Print word for word the records from the line containing "Run detection for mirror" through the end.

───── Entries supplied

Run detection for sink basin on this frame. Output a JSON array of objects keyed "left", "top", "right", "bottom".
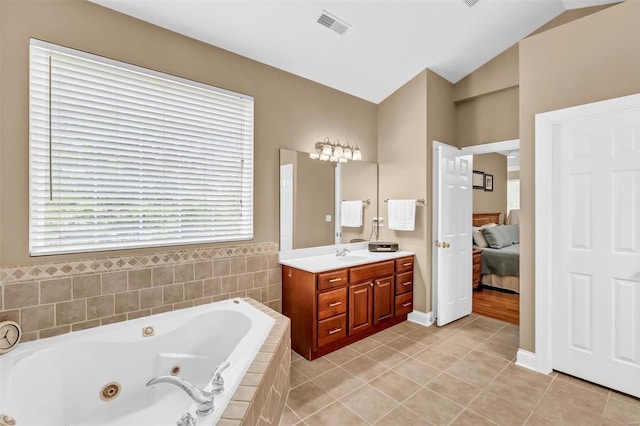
[{"left": 336, "top": 256, "right": 370, "bottom": 262}]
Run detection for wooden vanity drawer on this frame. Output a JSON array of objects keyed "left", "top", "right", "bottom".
[
  {"left": 317, "top": 314, "right": 347, "bottom": 347},
  {"left": 349, "top": 261, "right": 394, "bottom": 284},
  {"left": 317, "top": 287, "right": 347, "bottom": 321},
  {"left": 395, "top": 292, "right": 413, "bottom": 316},
  {"left": 473, "top": 271, "right": 482, "bottom": 284},
  {"left": 317, "top": 269, "right": 348, "bottom": 291},
  {"left": 395, "top": 271, "right": 413, "bottom": 295},
  {"left": 395, "top": 256, "right": 414, "bottom": 273},
  {"left": 473, "top": 262, "right": 481, "bottom": 274}
]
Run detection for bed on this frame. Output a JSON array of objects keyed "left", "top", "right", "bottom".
[{"left": 472, "top": 213, "right": 520, "bottom": 293}]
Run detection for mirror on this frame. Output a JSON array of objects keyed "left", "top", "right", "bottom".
[{"left": 279, "top": 149, "right": 378, "bottom": 250}]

──────────

-- Answer --
Run detection for mirror on this frame. Output a JSON array of objects keyed "left", "top", "right", "bottom".
[{"left": 279, "top": 149, "right": 378, "bottom": 250}]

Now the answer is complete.